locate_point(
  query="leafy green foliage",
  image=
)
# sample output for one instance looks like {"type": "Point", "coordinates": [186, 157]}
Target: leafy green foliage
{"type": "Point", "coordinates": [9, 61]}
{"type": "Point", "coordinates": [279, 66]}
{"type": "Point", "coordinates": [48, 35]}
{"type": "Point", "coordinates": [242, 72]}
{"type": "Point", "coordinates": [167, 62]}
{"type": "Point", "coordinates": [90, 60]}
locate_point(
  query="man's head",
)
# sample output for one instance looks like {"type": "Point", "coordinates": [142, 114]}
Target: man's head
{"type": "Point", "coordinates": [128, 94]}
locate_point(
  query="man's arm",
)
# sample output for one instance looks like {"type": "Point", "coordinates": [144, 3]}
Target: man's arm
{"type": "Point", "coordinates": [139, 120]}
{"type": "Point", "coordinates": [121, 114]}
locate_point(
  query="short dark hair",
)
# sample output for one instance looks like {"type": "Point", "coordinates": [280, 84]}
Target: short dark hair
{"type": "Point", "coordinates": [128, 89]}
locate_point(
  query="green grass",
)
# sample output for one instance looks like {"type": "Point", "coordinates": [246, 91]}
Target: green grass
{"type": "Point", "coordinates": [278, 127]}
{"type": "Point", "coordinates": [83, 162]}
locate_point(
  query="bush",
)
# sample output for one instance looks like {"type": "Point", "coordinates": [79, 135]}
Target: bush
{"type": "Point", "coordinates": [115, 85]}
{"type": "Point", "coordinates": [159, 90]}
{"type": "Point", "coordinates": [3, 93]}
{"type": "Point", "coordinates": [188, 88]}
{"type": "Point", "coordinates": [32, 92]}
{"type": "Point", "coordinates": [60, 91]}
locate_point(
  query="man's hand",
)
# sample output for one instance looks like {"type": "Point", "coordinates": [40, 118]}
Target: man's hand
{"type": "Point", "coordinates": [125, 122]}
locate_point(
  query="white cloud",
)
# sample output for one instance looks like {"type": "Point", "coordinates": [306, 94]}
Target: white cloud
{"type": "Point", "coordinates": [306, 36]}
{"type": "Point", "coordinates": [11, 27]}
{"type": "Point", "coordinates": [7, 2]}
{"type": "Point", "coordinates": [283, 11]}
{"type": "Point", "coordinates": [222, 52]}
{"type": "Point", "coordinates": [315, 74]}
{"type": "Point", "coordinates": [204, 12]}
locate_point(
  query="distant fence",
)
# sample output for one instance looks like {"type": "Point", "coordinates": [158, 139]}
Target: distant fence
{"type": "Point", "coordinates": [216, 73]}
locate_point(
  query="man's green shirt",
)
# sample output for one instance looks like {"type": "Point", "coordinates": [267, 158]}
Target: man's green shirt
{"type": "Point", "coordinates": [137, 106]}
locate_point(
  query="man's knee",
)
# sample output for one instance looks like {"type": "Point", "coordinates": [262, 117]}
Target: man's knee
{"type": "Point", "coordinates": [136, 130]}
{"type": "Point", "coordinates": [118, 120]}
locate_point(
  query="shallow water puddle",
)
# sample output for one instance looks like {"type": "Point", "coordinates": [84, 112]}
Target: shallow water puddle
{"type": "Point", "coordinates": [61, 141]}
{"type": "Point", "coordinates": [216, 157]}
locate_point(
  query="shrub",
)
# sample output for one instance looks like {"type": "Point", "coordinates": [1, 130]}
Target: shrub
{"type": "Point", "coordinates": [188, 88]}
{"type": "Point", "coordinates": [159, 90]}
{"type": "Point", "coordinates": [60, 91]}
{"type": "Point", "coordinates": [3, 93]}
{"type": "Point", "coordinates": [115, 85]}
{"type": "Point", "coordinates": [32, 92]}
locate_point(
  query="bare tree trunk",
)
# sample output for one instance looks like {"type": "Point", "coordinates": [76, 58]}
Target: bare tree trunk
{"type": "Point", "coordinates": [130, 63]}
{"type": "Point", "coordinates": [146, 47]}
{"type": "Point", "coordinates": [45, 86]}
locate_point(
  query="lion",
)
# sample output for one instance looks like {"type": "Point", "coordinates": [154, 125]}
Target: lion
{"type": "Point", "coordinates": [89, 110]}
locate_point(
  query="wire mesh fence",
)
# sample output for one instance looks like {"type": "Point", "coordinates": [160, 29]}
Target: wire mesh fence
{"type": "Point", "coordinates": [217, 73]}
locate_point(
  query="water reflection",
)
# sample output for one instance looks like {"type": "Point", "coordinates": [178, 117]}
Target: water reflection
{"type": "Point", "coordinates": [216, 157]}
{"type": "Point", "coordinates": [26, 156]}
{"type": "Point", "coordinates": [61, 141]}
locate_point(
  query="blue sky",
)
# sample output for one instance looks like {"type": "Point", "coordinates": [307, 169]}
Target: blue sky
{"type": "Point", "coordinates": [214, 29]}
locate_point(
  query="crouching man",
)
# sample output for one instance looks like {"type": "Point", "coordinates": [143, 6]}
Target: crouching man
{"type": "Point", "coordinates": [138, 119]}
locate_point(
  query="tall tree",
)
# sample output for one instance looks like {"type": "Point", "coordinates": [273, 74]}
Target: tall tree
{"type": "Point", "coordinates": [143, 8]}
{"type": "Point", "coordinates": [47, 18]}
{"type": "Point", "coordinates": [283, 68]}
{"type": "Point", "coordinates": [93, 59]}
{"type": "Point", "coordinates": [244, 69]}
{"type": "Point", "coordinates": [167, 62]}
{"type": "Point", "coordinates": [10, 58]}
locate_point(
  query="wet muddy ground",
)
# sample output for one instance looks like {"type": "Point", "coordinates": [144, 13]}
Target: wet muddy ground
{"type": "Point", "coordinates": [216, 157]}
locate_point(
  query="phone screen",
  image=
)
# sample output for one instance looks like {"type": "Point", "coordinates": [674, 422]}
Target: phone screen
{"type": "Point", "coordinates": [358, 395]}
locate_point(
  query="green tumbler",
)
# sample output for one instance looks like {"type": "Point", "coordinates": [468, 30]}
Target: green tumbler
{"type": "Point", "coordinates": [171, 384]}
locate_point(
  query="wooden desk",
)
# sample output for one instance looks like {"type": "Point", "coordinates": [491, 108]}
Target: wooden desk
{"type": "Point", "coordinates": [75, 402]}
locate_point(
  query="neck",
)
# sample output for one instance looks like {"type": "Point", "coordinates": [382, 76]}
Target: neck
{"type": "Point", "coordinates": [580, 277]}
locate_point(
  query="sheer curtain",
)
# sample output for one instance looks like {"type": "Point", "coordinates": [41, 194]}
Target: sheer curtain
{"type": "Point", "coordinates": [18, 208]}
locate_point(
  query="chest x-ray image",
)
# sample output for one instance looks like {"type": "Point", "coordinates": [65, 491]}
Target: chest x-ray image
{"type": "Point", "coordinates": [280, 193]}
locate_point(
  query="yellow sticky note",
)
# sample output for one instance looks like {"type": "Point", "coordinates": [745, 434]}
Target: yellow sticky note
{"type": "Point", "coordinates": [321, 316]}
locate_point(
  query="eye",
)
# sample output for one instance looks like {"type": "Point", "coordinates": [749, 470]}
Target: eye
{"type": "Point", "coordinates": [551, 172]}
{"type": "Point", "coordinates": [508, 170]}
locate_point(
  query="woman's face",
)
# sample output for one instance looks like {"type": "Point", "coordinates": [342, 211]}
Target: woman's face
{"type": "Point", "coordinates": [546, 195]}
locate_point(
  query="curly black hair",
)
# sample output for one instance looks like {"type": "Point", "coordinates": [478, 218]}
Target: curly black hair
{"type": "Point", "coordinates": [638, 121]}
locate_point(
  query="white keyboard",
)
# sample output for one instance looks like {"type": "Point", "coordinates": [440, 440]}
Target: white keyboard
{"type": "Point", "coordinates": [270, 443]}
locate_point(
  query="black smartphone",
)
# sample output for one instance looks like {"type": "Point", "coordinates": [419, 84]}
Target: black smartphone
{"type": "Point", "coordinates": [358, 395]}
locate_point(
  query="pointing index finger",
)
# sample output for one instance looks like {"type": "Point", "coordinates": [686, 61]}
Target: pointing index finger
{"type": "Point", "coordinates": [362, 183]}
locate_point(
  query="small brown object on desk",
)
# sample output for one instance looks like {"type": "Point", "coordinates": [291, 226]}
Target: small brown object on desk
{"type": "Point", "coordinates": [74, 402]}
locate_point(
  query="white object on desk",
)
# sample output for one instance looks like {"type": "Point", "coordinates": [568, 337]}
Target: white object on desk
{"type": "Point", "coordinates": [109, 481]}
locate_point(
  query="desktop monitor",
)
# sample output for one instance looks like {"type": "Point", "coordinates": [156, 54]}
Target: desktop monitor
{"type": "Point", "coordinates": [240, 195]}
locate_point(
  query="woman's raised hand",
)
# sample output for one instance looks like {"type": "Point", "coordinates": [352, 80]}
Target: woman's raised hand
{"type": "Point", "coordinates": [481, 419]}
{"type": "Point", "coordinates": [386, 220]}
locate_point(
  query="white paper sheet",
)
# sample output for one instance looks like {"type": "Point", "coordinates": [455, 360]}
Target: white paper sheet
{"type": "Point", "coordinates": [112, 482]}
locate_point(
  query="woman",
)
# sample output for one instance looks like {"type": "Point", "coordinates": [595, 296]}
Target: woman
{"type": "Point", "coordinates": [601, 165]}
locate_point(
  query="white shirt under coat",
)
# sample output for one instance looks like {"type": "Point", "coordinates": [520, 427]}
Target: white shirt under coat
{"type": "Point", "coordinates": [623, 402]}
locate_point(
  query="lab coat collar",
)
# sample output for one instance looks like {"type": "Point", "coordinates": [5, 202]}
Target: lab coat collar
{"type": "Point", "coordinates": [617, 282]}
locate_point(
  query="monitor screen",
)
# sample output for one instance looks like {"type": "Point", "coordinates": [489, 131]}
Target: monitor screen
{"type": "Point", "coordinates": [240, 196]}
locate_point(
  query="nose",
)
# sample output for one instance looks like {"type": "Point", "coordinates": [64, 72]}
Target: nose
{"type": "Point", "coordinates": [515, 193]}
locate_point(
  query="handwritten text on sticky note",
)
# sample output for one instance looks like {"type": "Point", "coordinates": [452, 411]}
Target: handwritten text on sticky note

☆ ☆ ☆ ☆ ☆ ☆ ☆

§ EXERCISE BRIEF
Return each line in the records above that contains the string "desktop".

§ WRITTEN SOLUTION
  query="desktop monitor",
Target: desktop monitor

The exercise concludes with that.